### Problem statement
Quote the line containing "Mark the innermost point of each instance of the flagstone" and all lines that follow it in the listing below, exactly as written.

### Supplied information
##############################

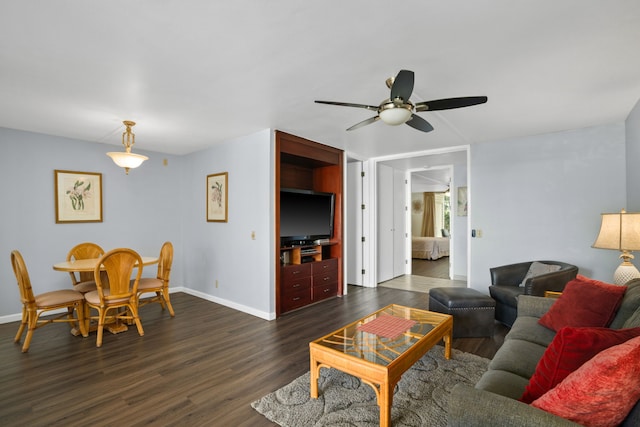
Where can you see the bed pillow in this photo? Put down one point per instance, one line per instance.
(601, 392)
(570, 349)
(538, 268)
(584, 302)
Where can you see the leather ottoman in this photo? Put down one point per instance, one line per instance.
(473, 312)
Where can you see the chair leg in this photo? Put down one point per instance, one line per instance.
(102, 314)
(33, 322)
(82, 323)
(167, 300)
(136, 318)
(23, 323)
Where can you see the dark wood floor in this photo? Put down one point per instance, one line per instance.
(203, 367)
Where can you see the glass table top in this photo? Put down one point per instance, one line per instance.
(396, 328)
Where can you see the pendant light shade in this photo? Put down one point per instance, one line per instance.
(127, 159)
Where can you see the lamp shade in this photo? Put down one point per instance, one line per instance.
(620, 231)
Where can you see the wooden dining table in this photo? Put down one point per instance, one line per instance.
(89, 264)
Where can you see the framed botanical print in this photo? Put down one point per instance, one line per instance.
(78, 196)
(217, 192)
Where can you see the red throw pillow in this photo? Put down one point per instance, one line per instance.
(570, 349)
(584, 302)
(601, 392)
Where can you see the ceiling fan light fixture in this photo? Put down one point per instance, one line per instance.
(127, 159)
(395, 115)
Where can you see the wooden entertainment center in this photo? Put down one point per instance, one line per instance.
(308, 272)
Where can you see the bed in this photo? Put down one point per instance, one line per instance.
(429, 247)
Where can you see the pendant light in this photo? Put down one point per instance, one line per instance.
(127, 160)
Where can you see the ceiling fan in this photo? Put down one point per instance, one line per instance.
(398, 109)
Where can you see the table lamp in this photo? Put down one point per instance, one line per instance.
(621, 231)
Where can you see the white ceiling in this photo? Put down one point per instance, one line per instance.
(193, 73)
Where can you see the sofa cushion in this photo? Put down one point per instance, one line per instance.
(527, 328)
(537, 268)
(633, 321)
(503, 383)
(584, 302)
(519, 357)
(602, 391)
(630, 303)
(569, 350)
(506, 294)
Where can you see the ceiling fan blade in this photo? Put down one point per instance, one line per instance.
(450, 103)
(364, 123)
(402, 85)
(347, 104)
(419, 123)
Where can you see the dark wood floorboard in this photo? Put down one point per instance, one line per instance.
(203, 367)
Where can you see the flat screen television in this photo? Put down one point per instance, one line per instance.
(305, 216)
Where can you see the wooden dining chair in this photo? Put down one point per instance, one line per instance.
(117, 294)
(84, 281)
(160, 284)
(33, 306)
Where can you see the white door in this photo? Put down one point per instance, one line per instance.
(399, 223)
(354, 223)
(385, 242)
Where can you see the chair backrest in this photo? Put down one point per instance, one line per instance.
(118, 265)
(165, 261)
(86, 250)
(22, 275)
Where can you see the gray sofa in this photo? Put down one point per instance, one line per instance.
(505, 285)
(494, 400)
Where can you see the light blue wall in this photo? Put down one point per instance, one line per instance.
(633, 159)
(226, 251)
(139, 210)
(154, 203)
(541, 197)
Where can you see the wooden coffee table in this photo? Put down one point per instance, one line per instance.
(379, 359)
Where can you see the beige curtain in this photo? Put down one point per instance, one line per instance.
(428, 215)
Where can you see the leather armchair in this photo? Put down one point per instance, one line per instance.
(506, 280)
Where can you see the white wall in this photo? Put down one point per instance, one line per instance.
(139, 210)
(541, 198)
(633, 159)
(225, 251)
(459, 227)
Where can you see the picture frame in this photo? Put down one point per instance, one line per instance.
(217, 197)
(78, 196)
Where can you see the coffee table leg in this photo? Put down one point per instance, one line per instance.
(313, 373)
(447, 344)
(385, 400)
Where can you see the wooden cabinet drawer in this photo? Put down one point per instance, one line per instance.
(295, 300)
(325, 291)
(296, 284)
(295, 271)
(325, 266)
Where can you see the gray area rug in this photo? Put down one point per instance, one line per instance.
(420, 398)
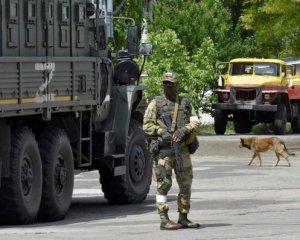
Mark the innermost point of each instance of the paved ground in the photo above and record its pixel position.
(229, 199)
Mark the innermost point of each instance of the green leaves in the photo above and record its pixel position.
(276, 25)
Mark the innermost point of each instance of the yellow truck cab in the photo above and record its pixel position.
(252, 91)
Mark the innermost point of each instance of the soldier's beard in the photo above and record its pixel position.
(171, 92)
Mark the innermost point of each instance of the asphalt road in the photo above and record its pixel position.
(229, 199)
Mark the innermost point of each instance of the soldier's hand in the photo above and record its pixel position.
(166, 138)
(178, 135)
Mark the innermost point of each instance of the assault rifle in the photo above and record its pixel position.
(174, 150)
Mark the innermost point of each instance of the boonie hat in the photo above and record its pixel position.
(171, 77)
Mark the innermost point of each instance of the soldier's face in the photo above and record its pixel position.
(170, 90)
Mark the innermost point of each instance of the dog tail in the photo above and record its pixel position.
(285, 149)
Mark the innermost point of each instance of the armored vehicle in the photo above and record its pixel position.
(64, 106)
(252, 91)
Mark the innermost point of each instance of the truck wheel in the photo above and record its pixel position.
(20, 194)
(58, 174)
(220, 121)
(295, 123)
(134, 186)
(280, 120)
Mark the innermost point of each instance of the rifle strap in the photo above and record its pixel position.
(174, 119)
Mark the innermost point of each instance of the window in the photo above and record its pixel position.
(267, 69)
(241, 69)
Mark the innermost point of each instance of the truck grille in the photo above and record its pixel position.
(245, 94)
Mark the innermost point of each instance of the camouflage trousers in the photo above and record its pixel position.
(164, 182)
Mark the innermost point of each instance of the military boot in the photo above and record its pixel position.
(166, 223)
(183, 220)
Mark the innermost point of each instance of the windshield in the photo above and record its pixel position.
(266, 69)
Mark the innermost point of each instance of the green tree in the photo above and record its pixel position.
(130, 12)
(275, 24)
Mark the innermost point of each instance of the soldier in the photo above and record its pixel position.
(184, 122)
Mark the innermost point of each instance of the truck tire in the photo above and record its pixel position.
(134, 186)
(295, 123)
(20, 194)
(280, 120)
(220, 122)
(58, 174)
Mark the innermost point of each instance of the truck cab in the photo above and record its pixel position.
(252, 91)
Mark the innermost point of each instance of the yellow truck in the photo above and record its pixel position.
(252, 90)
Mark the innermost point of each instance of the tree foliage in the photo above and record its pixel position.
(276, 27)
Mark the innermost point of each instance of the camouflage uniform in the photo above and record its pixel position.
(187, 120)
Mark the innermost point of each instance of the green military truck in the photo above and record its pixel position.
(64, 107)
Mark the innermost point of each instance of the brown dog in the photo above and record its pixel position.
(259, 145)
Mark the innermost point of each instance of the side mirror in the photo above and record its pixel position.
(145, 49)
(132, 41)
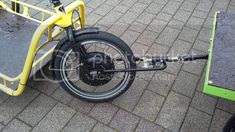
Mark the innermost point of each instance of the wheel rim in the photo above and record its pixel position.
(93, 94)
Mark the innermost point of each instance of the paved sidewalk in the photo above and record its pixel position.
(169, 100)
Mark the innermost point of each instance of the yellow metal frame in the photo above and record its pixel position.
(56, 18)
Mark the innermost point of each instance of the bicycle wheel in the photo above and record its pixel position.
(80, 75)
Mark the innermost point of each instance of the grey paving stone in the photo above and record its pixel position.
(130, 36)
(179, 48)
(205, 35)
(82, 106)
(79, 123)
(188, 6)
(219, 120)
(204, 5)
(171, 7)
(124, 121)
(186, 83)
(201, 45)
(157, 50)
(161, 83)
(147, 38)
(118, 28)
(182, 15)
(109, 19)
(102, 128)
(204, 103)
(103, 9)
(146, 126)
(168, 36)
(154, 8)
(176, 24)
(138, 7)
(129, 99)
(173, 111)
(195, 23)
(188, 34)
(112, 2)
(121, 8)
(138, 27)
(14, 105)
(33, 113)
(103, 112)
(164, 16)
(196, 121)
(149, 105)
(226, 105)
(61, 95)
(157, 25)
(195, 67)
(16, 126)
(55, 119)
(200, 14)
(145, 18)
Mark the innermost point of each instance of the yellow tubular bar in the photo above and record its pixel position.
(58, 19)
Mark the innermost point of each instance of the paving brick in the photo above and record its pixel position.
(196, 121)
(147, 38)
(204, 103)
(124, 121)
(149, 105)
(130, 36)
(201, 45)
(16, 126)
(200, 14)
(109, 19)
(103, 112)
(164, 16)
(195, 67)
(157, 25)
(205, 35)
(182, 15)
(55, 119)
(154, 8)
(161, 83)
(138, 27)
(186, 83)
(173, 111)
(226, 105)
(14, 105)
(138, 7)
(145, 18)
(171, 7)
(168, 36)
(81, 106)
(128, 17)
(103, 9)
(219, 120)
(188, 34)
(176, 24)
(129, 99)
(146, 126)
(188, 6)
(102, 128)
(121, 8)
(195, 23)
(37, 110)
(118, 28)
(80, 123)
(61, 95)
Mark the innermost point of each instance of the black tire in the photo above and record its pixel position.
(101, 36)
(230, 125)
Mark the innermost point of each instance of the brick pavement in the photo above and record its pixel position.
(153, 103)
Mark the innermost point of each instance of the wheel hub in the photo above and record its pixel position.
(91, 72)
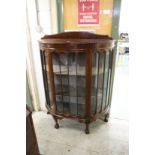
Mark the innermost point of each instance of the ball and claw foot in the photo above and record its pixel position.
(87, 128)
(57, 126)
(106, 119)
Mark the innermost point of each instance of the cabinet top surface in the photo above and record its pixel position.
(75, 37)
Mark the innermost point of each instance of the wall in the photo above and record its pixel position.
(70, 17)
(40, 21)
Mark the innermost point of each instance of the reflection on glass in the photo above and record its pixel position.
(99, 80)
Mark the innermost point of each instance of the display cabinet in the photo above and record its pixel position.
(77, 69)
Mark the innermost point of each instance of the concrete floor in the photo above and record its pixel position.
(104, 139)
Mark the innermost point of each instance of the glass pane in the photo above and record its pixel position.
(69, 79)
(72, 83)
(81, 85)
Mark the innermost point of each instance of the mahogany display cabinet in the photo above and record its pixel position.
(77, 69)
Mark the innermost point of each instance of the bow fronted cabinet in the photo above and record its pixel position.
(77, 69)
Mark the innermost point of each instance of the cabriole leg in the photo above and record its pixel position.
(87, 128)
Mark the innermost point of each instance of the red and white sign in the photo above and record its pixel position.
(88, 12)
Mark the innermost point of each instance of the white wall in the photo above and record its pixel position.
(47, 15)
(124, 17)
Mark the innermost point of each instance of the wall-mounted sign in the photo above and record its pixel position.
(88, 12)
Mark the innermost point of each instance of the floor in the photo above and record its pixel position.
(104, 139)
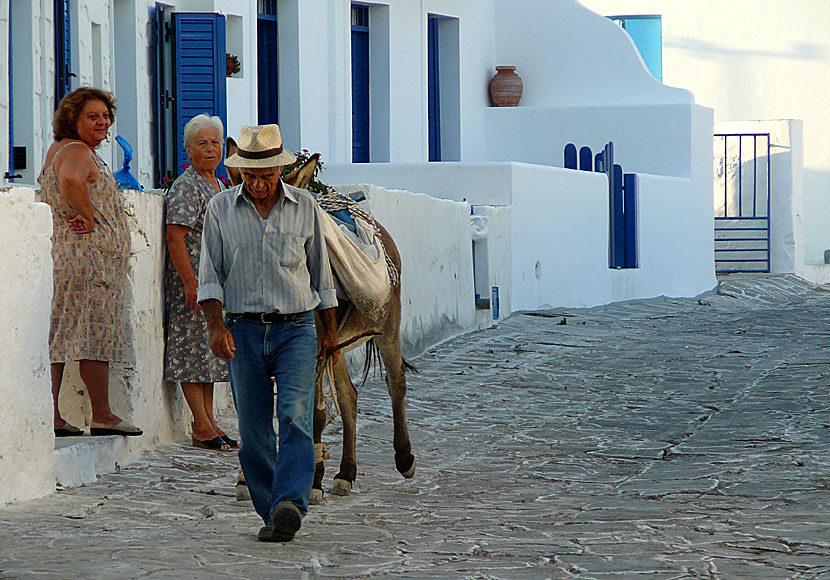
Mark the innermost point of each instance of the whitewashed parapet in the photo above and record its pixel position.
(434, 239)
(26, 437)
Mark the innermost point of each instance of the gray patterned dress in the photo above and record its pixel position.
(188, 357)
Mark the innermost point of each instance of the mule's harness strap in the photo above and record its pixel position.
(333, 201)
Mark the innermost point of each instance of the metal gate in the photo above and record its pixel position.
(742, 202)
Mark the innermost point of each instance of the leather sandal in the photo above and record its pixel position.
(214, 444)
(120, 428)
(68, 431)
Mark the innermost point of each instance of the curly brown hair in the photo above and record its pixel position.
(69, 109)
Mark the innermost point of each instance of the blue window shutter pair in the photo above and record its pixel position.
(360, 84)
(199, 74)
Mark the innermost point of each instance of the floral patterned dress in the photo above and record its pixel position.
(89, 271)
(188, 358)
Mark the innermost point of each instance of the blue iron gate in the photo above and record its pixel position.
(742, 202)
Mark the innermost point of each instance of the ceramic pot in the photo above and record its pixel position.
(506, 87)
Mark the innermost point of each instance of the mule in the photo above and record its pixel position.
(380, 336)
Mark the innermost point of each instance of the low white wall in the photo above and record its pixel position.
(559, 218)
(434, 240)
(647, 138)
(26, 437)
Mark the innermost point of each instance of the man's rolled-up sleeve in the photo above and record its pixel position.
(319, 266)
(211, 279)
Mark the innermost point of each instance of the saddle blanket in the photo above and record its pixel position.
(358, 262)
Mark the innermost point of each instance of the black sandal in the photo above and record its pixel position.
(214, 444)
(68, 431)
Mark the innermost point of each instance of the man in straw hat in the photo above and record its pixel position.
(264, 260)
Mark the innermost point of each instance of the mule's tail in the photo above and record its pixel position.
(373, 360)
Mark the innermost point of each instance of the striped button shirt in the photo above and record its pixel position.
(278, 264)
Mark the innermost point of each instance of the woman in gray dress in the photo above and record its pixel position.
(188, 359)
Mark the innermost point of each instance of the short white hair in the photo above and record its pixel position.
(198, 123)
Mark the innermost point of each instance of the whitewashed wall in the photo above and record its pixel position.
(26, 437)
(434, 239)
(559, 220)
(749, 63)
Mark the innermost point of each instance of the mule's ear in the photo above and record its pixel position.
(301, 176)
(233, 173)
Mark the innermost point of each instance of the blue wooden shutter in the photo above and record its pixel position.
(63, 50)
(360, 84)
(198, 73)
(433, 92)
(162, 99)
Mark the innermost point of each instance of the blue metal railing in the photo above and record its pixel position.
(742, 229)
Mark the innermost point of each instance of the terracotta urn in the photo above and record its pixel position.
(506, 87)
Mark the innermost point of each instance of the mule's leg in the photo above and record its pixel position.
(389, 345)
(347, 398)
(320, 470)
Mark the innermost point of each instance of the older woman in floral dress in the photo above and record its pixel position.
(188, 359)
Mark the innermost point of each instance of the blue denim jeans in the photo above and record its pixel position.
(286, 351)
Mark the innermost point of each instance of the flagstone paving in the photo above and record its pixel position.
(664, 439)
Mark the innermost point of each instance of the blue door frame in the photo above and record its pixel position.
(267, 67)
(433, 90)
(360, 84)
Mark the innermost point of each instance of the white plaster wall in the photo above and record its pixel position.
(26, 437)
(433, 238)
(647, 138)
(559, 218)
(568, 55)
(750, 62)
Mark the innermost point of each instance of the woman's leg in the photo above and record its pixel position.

##############################

### Final result
Mark the innermost point of each instance of the flagstone paving in the photo above and record its pixel position.
(664, 439)
Mark the innermost point of each instance of the blue door frame in the photo above and record its pixel position.
(267, 67)
(433, 90)
(360, 84)
Mark the innermost point of each instance of the white plaster wall in the photo above and record its pixel position.
(26, 437)
(433, 238)
(647, 138)
(559, 218)
(568, 55)
(750, 62)
Mark the innermost point of each instance of the woman's leg in the photo above and record its pixel position.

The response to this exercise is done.